Could you repeat every line of the data below word for word, with no changes?

━━ Input material

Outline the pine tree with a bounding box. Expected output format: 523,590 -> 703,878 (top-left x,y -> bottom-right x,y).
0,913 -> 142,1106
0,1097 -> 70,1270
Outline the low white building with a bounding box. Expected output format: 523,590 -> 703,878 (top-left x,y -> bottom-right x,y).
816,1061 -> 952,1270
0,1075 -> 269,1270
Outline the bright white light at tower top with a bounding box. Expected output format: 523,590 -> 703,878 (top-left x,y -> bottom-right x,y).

━━━━

Exercise response:
Outline the pine tree with a bounding box. Expected output format: 523,590 -> 703,878 (top-left x,y -> bottom-right x,y).
0,913 -> 142,1106
0,1097 -> 70,1270
Outline the low white building with a bounding box. Expected output format: 523,590 -> 703,878 (top-left x,y -> bottom-right x,y).
816,1061 -> 952,1270
0,1075 -> 269,1270
Outline the bright white light at tower top with a bounding box. Expected output format: 523,590 -> 703,878 (top-left x,y -> bottom-right x,y).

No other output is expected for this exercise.